Document passage —
※ ※ ※

EE Students at We Robot 2015 Conference
With emerging technologies such as personal drones and surgical robotics becoming more commonplace, discussing the legal and ethical issues of robots is becoming increasingly important. Bringing together students from various universities and fields of study to explore questions regarding the impact of robots on society, the fourth annual conference on robotics, law and policy, We Robot 2015, will be held on the UW Campus April 10-11.
We Robot 2015 fosters communication between engineers who design and build robots and people working in the legal field who make decisions impacting how robots are permitted to operate. Held at the UW School of Law, attendance is free, but registration is required.
The conference is an opportunity for engineers and computer scientists to interact with the legal community to help design future policy and law, said EE Professor and co-director of the UW BioRobotics Lab, Howard Chizeck, who is a member of the conference program committee.
"Questions of policy, ethics and legality that arise from new technologies are being addressed as they arise, or in anticipation of new developments, rather than after they become crises,” Chizeck said.
Several demonstrations and two papers involve UW EE BioRobotics Lab students:
- I Did It My Way: On Law And Operator Signatures for Teleoperated Robots, by Tamara Bonaci, Aaron Alva, Jeffrey Herron, Ryan Calo and Howard Chizeck.
To ensure that remote robots (like drones or surgical robots) are not "taken over" and operated by others, methods are needed to make these systems secure. Determining who is operating a remote robot is possible based on how the operator moves, as everyone has a unique "signature." Based on this, it is possible to verify that the system has not been compromised. Addresses this technology, the paper also explores legal issues such as liability. In addition to BioRobotics Lab students, authors include law student Aaron Alva and law professor Ryan Calo.

※ ※ ※

Raw data —
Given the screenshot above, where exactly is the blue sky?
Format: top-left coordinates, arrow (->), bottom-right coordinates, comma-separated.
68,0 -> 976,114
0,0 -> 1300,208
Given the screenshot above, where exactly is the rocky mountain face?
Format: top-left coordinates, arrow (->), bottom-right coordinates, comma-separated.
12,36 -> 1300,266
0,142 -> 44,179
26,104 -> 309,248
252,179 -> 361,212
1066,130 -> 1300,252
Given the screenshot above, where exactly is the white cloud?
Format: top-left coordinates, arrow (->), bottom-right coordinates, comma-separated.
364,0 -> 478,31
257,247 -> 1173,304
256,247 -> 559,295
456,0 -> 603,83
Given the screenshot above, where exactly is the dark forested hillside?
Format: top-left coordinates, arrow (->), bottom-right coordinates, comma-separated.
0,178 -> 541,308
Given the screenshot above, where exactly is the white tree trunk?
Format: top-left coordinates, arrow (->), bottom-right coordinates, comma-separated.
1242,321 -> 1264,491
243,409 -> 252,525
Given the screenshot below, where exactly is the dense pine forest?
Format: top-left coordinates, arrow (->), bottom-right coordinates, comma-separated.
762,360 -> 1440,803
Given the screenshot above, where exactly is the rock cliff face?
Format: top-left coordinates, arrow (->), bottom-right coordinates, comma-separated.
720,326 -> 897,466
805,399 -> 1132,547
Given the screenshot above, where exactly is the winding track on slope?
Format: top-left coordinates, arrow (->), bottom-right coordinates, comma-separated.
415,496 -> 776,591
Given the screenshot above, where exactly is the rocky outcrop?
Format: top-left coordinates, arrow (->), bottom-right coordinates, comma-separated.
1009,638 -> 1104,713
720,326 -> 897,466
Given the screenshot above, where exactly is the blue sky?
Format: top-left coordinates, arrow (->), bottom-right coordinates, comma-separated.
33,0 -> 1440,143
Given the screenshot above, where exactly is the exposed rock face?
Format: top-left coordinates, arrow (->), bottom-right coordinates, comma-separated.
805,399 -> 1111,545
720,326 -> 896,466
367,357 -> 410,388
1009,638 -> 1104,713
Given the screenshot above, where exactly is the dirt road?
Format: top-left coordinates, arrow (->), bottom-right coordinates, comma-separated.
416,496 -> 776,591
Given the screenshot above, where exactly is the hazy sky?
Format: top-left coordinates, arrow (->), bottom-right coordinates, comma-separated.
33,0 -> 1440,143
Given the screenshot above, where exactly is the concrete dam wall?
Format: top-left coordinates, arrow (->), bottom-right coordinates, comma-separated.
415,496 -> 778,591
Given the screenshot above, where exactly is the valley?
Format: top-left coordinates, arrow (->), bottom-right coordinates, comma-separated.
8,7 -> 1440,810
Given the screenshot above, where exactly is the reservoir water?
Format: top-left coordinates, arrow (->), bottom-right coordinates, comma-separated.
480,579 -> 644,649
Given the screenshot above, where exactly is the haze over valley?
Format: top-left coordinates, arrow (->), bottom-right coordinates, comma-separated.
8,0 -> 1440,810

※ ※ ※

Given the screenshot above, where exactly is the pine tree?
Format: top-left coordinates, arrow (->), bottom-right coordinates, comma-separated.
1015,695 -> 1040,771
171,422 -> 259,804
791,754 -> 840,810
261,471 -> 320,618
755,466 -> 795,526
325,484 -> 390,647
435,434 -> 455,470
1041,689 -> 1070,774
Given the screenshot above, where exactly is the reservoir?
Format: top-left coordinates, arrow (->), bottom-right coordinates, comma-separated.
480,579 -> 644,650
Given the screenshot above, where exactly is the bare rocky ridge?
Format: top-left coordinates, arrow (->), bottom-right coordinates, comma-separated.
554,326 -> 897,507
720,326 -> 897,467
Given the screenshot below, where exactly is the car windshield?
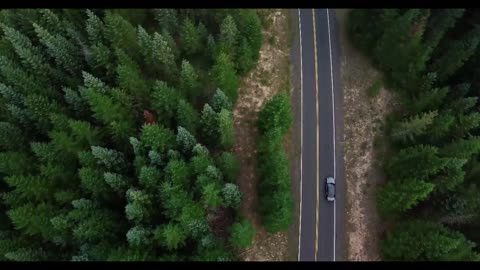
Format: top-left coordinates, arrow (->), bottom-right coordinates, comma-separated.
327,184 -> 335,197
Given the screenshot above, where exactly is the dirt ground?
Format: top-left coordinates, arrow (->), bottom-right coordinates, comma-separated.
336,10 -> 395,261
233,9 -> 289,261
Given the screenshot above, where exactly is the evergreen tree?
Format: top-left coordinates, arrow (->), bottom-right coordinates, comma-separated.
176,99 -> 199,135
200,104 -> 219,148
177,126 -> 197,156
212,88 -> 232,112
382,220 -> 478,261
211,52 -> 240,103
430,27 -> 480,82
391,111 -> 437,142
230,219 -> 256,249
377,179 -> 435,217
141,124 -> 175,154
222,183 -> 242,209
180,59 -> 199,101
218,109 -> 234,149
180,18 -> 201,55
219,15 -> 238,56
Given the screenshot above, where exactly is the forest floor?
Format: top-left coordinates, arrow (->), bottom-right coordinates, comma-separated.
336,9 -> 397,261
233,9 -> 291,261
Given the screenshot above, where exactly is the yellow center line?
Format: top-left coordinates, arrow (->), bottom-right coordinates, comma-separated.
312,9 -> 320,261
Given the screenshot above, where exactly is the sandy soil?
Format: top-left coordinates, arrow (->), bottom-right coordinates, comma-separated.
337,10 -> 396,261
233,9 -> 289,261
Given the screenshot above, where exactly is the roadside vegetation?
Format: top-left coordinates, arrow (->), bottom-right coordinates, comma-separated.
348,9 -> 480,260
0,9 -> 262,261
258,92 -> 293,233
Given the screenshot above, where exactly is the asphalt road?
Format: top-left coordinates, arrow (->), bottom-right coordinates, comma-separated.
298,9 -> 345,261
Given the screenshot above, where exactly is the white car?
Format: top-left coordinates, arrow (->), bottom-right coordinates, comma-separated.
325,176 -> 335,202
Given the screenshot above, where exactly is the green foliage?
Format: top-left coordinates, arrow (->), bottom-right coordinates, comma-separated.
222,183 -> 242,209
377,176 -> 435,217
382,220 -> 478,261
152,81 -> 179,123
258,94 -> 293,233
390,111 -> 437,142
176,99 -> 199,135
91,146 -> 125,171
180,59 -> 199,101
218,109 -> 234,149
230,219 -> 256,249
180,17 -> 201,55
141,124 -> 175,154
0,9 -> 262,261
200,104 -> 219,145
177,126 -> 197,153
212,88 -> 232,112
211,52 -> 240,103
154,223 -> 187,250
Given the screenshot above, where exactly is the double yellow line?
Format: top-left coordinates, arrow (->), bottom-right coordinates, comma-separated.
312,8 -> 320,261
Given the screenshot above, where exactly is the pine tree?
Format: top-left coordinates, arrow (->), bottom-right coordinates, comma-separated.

※ ※ ※

Parts of the exercise —
- A) Translate this sentence from the We Robot 2015 article into Spanish: "We Robot 2015 fosters communication between engineers who design and build robots and people working in the legal field who make decisions impacting how robots are permitted to operate."
- B) In the We Robot 2015 article, on what dates will the conference take place?
Use only the text above to complete these tasks, not the records.

Answers below —
- A) We Robot 2015 fomenta la comunicación entre los ingenieros que diseñan y construyen robots y las personas que trabajan en el ámbito jurídico y toman decisiones que afectan a la manera en que se permite operar a los robots.

- B) April 10-11.